Return all the lines below in which the string "task" appears.

- - - -

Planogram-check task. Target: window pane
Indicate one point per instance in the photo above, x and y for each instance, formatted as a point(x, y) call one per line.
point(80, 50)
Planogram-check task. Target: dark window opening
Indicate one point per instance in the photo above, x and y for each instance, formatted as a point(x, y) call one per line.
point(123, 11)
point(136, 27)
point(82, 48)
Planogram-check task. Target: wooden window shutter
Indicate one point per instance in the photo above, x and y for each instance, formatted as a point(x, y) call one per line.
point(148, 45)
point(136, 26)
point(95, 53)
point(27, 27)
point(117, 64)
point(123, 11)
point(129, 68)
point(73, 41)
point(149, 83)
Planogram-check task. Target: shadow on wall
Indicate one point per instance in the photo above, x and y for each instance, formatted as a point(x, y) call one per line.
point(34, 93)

- - - -

▶ _EXERCISE SOLUTION_:
Planogram-check task. Target: window pane
Planogram-check task. Target: dark window opening
Planogram-check task. Target: wooden window shutter
Planogram-check task. Target: shadow on wall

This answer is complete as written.